--- START Extracted material ---

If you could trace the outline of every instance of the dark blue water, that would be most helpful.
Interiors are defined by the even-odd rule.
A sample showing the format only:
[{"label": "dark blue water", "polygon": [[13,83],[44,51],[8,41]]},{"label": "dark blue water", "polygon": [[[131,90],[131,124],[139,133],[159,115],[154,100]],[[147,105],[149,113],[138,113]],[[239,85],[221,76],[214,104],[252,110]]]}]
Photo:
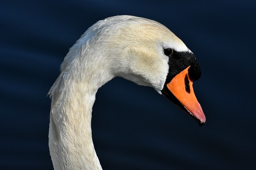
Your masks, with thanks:
[{"label": "dark blue water", "polygon": [[122,14],[161,23],[195,54],[202,74],[194,86],[207,121],[200,127],[153,89],[115,78],[98,90],[93,108],[103,169],[256,169],[255,1],[5,1],[0,169],[53,169],[46,94],[86,30]]}]

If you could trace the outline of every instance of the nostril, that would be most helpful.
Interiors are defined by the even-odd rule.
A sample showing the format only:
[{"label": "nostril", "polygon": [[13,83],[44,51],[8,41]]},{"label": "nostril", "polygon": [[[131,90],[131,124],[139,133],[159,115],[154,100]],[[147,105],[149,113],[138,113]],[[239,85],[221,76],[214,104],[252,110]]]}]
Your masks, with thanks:
[{"label": "nostril", "polygon": [[189,86],[189,80],[188,80],[188,75],[186,74],[185,76],[185,89],[186,89],[186,92],[188,92],[188,93],[190,93],[190,88]]}]

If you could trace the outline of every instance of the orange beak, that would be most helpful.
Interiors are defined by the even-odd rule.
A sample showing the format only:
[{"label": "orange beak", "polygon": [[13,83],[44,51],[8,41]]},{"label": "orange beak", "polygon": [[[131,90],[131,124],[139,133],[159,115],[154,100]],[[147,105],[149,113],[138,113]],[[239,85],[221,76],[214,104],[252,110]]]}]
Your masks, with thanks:
[{"label": "orange beak", "polygon": [[185,107],[193,118],[201,125],[206,118],[193,89],[193,82],[188,76],[190,66],[177,74],[166,84],[168,89]]}]

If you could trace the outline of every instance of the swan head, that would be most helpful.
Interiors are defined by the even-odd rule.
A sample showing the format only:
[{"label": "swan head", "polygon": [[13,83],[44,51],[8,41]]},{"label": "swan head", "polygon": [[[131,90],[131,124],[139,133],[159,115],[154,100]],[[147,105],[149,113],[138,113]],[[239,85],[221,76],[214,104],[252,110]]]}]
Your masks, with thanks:
[{"label": "swan head", "polygon": [[[90,44],[83,51],[104,61],[97,69],[152,87],[200,125],[205,122],[192,87],[201,75],[198,64],[184,43],[163,25],[132,16],[110,17],[90,27],[77,43]],[[94,45],[96,49],[89,50]]]}]

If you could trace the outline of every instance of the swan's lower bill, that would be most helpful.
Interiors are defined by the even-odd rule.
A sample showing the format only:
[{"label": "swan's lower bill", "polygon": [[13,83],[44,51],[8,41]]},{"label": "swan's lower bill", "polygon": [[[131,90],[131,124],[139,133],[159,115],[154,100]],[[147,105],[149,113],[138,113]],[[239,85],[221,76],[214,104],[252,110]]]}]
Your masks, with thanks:
[{"label": "swan's lower bill", "polygon": [[[177,103],[177,101],[174,101],[173,98],[170,98],[170,95],[166,95],[166,96],[170,98],[171,100],[191,116],[200,125],[202,125],[205,123],[206,118],[196,97],[193,88],[193,81],[189,78],[188,69],[190,67],[190,66],[187,67],[177,74],[170,83],[166,84],[168,89],[181,105]],[[168,90],[165,90],[165,91]]]}]

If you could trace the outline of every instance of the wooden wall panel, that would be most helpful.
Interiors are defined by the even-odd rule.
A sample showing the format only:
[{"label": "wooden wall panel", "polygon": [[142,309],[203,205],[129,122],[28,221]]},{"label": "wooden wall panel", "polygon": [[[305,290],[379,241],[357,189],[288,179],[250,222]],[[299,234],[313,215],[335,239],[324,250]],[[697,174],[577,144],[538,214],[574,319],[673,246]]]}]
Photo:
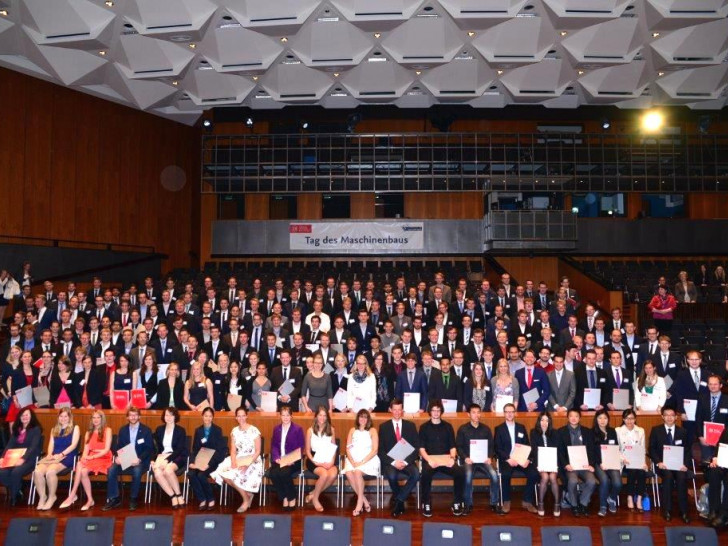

--- END Extracted material ---

■ **What to do**:
Please count the lines in the entries that contain the string "dark", treating uppercase and lowercase as different, and reply with only that number.

■ **Finished answer**:
3